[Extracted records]
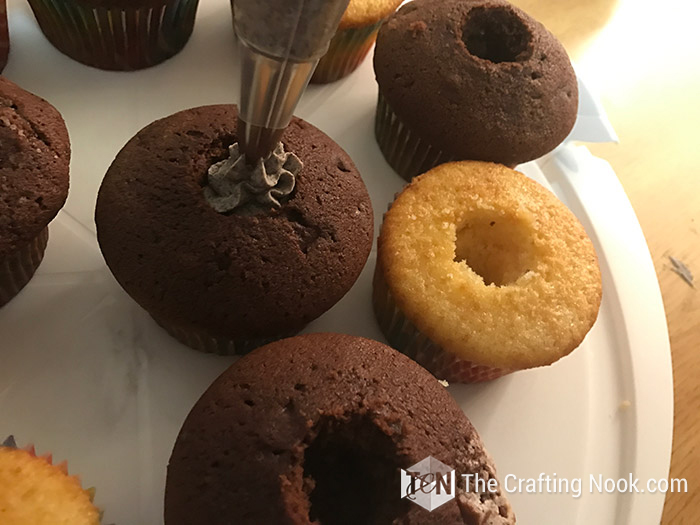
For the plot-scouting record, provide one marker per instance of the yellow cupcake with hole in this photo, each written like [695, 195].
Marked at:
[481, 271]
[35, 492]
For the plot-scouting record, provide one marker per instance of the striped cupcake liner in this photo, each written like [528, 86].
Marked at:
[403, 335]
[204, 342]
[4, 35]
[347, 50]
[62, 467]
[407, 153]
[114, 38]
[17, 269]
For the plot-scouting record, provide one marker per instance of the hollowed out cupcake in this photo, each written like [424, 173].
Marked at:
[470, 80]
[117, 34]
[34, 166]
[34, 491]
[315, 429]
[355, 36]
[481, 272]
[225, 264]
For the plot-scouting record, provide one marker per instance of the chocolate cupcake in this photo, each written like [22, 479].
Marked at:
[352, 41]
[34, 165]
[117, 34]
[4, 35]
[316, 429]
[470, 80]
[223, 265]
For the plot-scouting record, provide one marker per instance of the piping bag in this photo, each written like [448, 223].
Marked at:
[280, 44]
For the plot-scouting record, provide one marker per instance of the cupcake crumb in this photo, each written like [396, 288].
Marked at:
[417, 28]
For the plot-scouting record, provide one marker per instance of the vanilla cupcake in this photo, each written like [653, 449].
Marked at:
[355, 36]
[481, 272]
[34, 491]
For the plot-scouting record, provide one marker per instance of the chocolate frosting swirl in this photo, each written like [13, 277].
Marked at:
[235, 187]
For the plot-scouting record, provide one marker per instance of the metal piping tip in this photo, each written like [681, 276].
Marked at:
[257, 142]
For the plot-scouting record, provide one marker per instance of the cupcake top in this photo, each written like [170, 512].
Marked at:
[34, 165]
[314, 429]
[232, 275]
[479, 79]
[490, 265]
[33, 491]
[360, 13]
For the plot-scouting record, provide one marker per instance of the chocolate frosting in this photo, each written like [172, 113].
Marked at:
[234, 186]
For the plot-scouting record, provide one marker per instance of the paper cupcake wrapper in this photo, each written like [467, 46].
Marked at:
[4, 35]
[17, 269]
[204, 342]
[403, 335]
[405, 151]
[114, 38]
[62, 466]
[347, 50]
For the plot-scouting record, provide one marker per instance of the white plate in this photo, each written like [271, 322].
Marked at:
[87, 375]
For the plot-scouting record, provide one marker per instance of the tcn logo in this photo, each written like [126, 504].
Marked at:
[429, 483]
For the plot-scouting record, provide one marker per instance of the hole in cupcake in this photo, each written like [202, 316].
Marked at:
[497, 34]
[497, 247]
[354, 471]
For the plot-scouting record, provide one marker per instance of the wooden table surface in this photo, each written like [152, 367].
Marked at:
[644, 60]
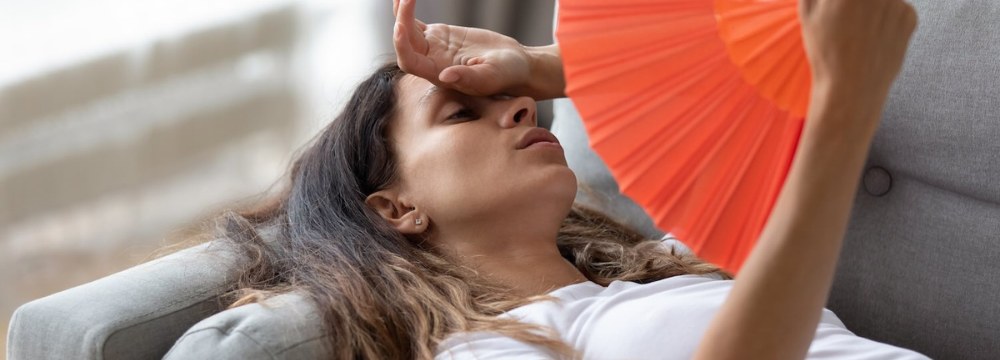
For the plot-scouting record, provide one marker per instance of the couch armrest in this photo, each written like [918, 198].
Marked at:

- **GOAL OF THE EXERCISE**
Retype the data above exactly; pictures are not part of the copy.

- **ANSWER TO THIS TASK**
For the plot-scouting record, provide one marker per instance of the yellow cupcake with hole in this photo, each written like [695, 195].
Marked at:
[481, 271]
[35, 492]
For the plot-scouting record, provide one marker per instance of the striped cupcake liner in this photo, each written like [528, 86].
Marked at:
[403, 335]
[204, 342]
[4, 35]
[347, 50]
[62, 467]
[407, 153]
[114, 38]
[17, 269]
For the plot-scouting record, provide one marker per instance of the hollowed out cupcake in this photo, each written like [424, 173].
Marked at:
[470, 80]
[117, 34]
[34, 166]
[34, 491]
[315, 429]
[355, 36]
[481, 272]
[225, 264]
For the plot-scouting record, provide one marker per instance of the chocolate cupcake in this photo, each written like [22, 479].
Marked at:
[352, 41]
[34, 165]
[117, 34]
[4, 35]
[316, 429]
[470, 80]
[223, 265]
For the plot-scouting record, provide one marker per instance of the piping bag in this photo, each written like [448, 223].
Marked at:
[280, 44]
For the plot-scouting record, provide one marker per instance of the cupcake crumb in this photo, each written like [396, 288].
Marked at:
[417, 28]
For the plot-scouting record, provide one marker per instance of the vanilla cupcake in this photo, each written like [653, 449].
Marked at:
[355, 36]
[481, 272]
[34, 491]
For the plot-scouting record, provide one marker per instance of the chocolate frosting swirl in this photo, each written like [13, 277].
Marked at:
[235, 187]
For the plot-scouting record, provide one marker per instance of the metal piping tip in this photo, each written like [681, 276].
Marked at:
[257, 142]
For the plot-scouting record, provide one marker per instance of the cupcake top in this photo, each written like [170, 512].
Marked at:
[34, 165]
[314, 429]
[232, 275]
[479, 79]
[490, 265]
[33, 491]
[360, 13]
For the plot-scouting record, provide one marker per instance of the chocolate frosting in this photo, each written like [172, 113].
Marked at:
[234, 186]
For the plot-scouting record, provide one marker per instance of the paper cupcake wrapper in this photo, each written like [467, 46].
Marked at:
[4, 35]
[17, 269]
[204, 342]
[403, 335]
[405, 151]
[114, 38]
[62, 466]
[347, 50]
For the plot-scouting record, provide one marker per instance of the white plate in this photo, each written like [271, 322].
Marked at:
[87, 375]
For the plot-scouting record, provide one marker per instance of the tcn logo in this photo, each written like [126, 504].
Marked at:
[429, 483]
For the plot-scouting record, provide one marker per instance of the hole in cupcake in this photo, each written like [202, 316].
Marked at:
[497, 34]
[497, 247]
[354, 471]
For the plot-scouting record, provide one marker per instance of the wooden table surface in this photo, each written like [152, 367].
Marked at:
[644, 60]
For the plot-scouting record, provide one marker per instance of the couch armrest in this photo, each written like [918, 198].
Marked at:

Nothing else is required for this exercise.